START Provided text

Real-World Pipeline Example

This example keeps the commands generic while showing multiple dependencies:

<?php

return [
    'commands' => [
        'import:users' => [
            'name' => 'import-users',
            'label' => 'Import users',
            'group' => 'Imports',
            'order' => 10,
            'queue' => 'imports',
            'schedule' => [
                'expression' => '0 * * * *',
                'human' => 'Hourly',
            ],
            'timeout_minutes' => 20,
        ],

        'watch:users' => [
            'name' => 'watch-users',
            'label' => 'Watch imported users',
            'group' => 'Imports',
            'order' => 20,
            'depends_on' => ['import-users'],
            'queue' => 'imports',
            'timeout_minutes' => 10,
        ],

        'import:control-requirements' => [
            'name' => 'import-control-requirements',
            'label' => 'Import control requirements',
            'group' => 'Reference Data',
            'order' => 10,
            'queue' => 'imports',
            'timeout_minutes' => 30,
        ],

        'import:resources' => [
            'name' => 'import-resources',
            'label' => 'Import resources',
            'group' => 'Reference Data',
            'order' => 20,
            'depends_on' => ['import-control-requirements'],
            'queue' => 'imports',
            'timeout_minutes' => 30,
        ],

        'import:services' => [
            'name' => 'import-services',
            'label' => 'Import services',
            'group' => 'Reference Data',
            'order' => 30,
            'depends_on' => ['import-resources'],
            'queue' => 'imports',
            'timeout_minutes' => 30,
        ],
    ],
];

The resulting flows are:

import-users -> watch-users

import-control-requirements -> import-resources -> import-services

Scheduler And Queue Workers

Task Orchestrator registers discovered task schedules with Laravel's scheduler. In local development you can run:

php artisan schedule:work

In production, run Laravel's scheduler every minute:

* * * * * cd /path/to/application && php artisan schedule:run >> /dev/null 2>&1

You also need at least one queue worker:

php artisan queue:work

If tasks use a custom queue such as imports, make sure a worker listens to it:

php artisan queue:work --queue=imports,default

The package also registers scheduler heartbeat, queue heartbeat and stale run recovery tasks through Laravel's scheduler.

Dashboard

After installation, open:

/task-orchestrator

The dashboard shows task groups, task status, recent runs, failed runs, pipeline execution, health status and links to run details. The route is protected by the configured middleware and the package authorization middleware.

END Provided text

• _Tasks to perform_:
• A. Transcribe the Task Orchestrator documentation from "In production, run" up to and including "through Laravel's scheduler.".
• B. Pick up the Task Orchestrator documentation after its last sentence and keep writing it.

START Entries provided

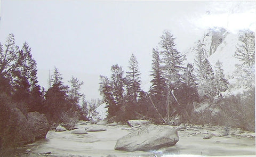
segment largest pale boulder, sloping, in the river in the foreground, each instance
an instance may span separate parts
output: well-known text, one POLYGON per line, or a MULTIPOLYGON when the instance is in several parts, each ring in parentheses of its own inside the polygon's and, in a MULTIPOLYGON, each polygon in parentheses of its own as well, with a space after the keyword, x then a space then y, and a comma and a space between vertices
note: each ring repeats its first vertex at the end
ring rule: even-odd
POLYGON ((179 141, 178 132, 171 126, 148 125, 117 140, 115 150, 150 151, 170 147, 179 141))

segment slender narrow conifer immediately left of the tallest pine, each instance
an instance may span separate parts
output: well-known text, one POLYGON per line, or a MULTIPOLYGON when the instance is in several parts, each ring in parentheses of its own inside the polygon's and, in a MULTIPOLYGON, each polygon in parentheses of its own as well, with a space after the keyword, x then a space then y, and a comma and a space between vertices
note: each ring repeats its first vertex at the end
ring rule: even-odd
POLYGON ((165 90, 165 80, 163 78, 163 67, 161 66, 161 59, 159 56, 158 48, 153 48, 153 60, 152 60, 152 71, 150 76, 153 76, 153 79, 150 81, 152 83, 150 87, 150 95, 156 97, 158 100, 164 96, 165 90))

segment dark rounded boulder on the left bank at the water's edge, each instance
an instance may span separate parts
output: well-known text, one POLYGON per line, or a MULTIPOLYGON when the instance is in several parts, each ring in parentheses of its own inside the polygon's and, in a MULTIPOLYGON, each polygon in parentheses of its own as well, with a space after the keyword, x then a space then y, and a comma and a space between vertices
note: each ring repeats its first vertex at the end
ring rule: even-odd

END Entries provided
START Entries provided

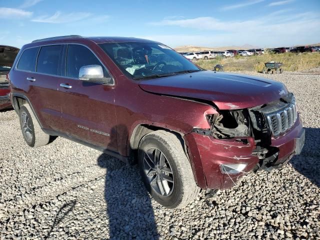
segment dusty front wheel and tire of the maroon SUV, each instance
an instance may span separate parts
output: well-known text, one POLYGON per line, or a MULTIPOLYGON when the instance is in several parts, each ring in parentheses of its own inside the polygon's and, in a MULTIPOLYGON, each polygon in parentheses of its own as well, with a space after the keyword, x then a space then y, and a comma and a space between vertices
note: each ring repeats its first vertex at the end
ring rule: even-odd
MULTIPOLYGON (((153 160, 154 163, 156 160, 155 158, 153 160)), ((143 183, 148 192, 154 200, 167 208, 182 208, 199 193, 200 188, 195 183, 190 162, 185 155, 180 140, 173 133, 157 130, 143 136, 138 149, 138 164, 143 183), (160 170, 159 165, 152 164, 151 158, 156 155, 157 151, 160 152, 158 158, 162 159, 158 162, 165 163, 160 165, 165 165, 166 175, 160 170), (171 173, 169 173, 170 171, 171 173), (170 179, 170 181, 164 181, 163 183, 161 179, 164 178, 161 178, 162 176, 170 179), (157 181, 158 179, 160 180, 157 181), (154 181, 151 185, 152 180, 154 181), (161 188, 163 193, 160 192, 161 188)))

END Entries provided

• _Task responses_:
• A.
In production, run Laravel's scheduler every minute:

* * * * * cd /path/to/application && php artisan schedule:run >> /dev/null 2>&1

You also need at least one queue worker:

php artisan queue:work

If tasks use a custom queue such as imports, make sure a worker listens to it:

php artisan queue:work --queue=imports,default

The package also registers scheduler heartbeat, queue heartbeat and stale run recovery tasks through Laravel's scheduler.

• B.
Dependencies And Pipelines

Dependencies are defined with depends_on using task names:

'import:resources' => [
    'name' => 'import-resources',
    'depends_on' => ['import-control-requirements'],
],

When a task succeeds, Task Orchestrator starts downstream tasks whose dependencies are satisfied. Runs created from the same chain share a pipeline context, making it easier to inspect the full workflow.

Execution rules:

  • downstream tasks run only after successful dependencies
  • failed tasks stop downstream execution
  • dependency cycles are rejected
  • manual starts run the selected task
  • scheduled starts create a new pipeline from the scheduled task
  • retries create a new run and can continue downstream execution

Stale Run Recovery

If a queued or running task hangs, the recovery command marks it as failed after its timeout:

php artisan task-orchestrator:recover-stale-runs

Timeout resolution:

  • task-level timeout_minutes
  • persisted run timeout
  • global stale_run_default_minutes
  • explicit --minutes= override

The package schedules stale run recovery automatically. You can still run the command manually during incident response.

Health Monitoring

The dashboard reports:

  • queue state: healthy, busy or stuck
  • scheduler state: running or down
  • queue worker state: running or down

Queue health is based on pending jobs and the configured stuck threshold. Scheduler health is based on a scheduler heartbeat written every minute. Queue worker health is based on a worker heartbeat refreshed by scheduled heartbeat jobs and task execution jobs.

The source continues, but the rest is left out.